▶ Aufgabe a
Wähle aus den Zeilen weiter unten jede aus, die das Wort „jacket“ enthält, und kopiere sie unverändert. Groß- und Kleinschreibung ist dabei zu beachten.

▶ Quelle
+++

Erbendorf: Wohnhaus der Schiller-Vorfahren

Prominente geben sich in der 900 Jahre alten Bergstadt Erbendorf (heute Landkreis Tirschenreuth), am historischen Handelsweg „Goldstraße“ zwischen Steinwald und Fichtelnaab, immer wieder ein Stelldichein. Kaiser Friedrich Barbarossa hält hier 1174 einen Hoftag ab, und 1383 überzeugt sich König Wenzel IV. von Böhmen auf seiner Reise von Prag nach Nürnberg vom Bergbau in der ehrwürdigen Stadt. Paul Zeidler (1548-1627), humanistisch-lutherischer Pfarrer und Schulmeister, rühmt 1585 die Silber-Bergbaustadt in dem lateinischen Wappen-Gedicht „Insignia Reipublicae Erbendorfiensis“. Der Philosoph Gottfried Wilhelm Leibniz notiert in seinen Tagebüchern 1687 und 1688 die Besichtigung der Bleibergwerke von Erbendorf. Auch die Ahnen der Komponisten von Christoph Willibald Gluck und Max Reger stammen aus Erbendorf.

+++

▶ Aufgabe b
In welchem Jahr hielt Kaiser Friedrich Barbarossa laut dem Text über Erbendorf dort einen Hoftag ab?

▶ Eingabezeilen
+++

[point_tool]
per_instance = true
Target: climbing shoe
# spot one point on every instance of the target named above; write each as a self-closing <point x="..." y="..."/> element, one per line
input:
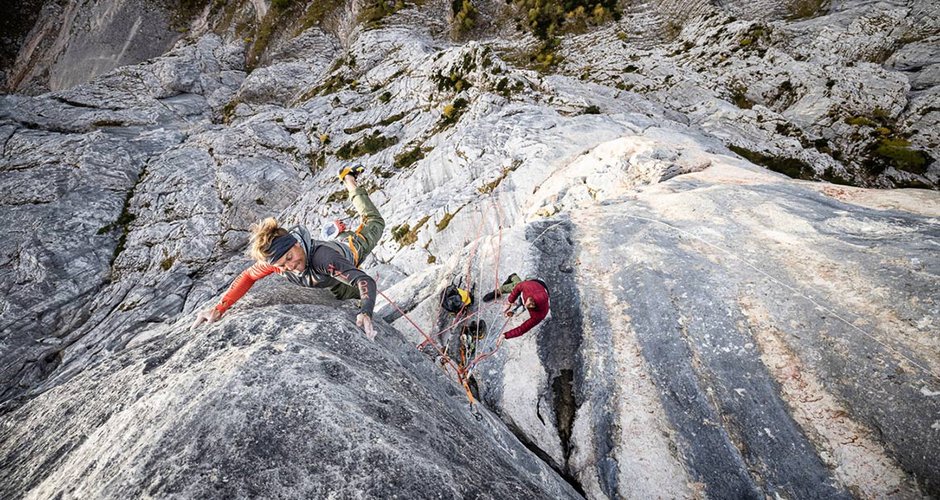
<point x="512" y="277"/>
<point x="354" y="170"/>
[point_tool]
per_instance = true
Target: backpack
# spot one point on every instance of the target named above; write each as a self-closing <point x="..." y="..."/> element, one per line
<point x="454" y="299"/>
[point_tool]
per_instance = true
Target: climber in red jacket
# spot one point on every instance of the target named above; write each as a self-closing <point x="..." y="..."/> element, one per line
<point x="533" y="295"/>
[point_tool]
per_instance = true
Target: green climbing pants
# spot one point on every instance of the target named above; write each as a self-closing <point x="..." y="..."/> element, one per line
<point x="362" y="240"/>
<point x="509" y="284"/>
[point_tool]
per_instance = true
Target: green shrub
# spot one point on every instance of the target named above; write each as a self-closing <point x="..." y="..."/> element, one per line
<point x="409" y="158"/>
<point x="369" y="144"/>
<point x="898" y="153"/>
<point x="860" y="121"/>
<point x="465" y="15"/>
<point x="792" y="167"/>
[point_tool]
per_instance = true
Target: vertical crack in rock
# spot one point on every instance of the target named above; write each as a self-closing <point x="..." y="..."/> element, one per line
<point x="565" y="408"/>
<point x="559" y="341"/>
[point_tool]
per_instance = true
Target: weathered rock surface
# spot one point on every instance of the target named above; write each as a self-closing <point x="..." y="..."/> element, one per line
<point x="276" y="401"/>
<point x="718" y="330"/>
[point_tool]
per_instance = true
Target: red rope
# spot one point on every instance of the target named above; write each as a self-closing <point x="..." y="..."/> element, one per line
<point x="426" y="337"/>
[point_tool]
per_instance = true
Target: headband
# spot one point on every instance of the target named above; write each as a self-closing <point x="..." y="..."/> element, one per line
<point x="280" y="246"/>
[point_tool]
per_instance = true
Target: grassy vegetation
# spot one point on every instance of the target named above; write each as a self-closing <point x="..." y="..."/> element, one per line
<point x="316" y="12"/>
<point x="896" y="152"/>
<point x="739" y="97"/>
<point x="452" y="112"/>
<point x="547" y="19"/>
<point x="465" y="15"/>
<point x="490" y="186"/>
<point x="860" y="121"/>
<point x="591" y="110"/>
<point x="392" y="119"/>
<point x="337" y="196"/>
<point x="357" y="128"/>
<point x="445" y="221"/>
<point x="805" y="9"/>
<point x="374" y="11"/>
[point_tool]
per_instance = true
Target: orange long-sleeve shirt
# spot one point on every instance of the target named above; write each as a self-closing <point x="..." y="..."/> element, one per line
<point x="243" y="283"/>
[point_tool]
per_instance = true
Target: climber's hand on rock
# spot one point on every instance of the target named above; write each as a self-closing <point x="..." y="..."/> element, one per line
<point x="210" y="315"/>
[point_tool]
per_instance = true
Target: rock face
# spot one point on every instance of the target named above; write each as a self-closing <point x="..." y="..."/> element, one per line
<point x="72" y="42"/>
<point x="278" y="401"/>
<point x="717" y="330"/>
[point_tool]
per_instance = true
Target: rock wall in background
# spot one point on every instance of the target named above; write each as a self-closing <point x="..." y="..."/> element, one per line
<point x="718" y="329"/>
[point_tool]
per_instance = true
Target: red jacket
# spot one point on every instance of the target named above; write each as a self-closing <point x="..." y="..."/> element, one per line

+++

▶ Erwartete Ausgabe a
Target: climber in red jacket
Target: red jacket

▶ Erwartete Ausgabe b
Im Jahr 1174.